EXERCISE OBJECTIVE => Recast the entries below as a numbered list, using only the lines starting at the one containing "where every roof" and ending at the one containing "[0,0,166,61]", both included, and leaving out any blank lines.

EXERCISE MATERIALS =>
:::

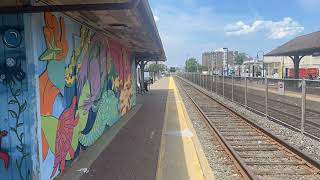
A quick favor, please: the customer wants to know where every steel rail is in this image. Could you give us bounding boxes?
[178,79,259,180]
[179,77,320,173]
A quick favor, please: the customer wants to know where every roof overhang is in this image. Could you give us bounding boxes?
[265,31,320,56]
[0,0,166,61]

:::

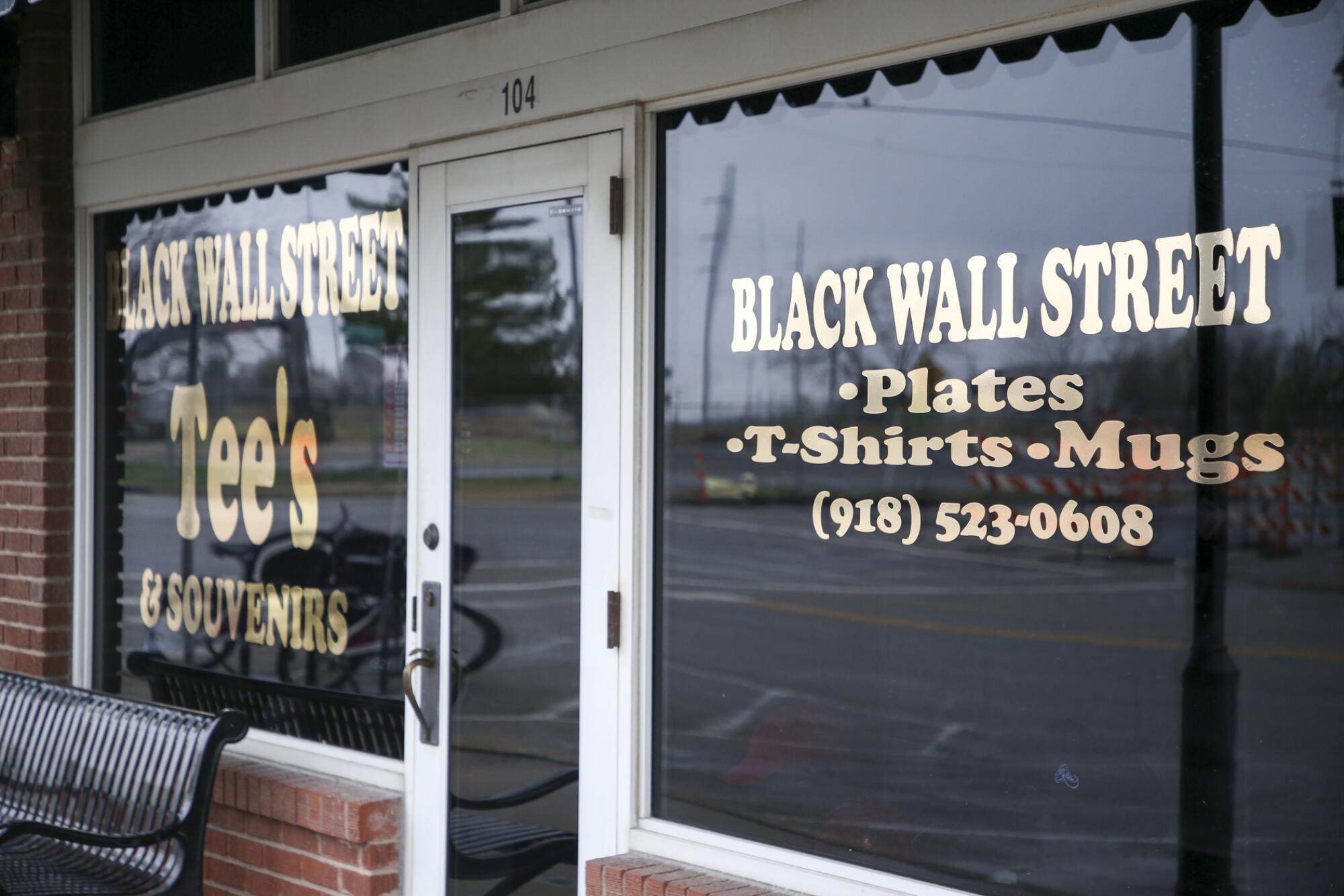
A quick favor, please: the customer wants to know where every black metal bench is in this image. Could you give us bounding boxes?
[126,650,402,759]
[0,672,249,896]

:::

ANSWER TO THIS EXERCISE =>
1. A quick favor, please: the customer wants to know where every roof overhang is in this image. Could you give us bounding boxes?
2. [265,31,320,56]
3. [0,0,166,61]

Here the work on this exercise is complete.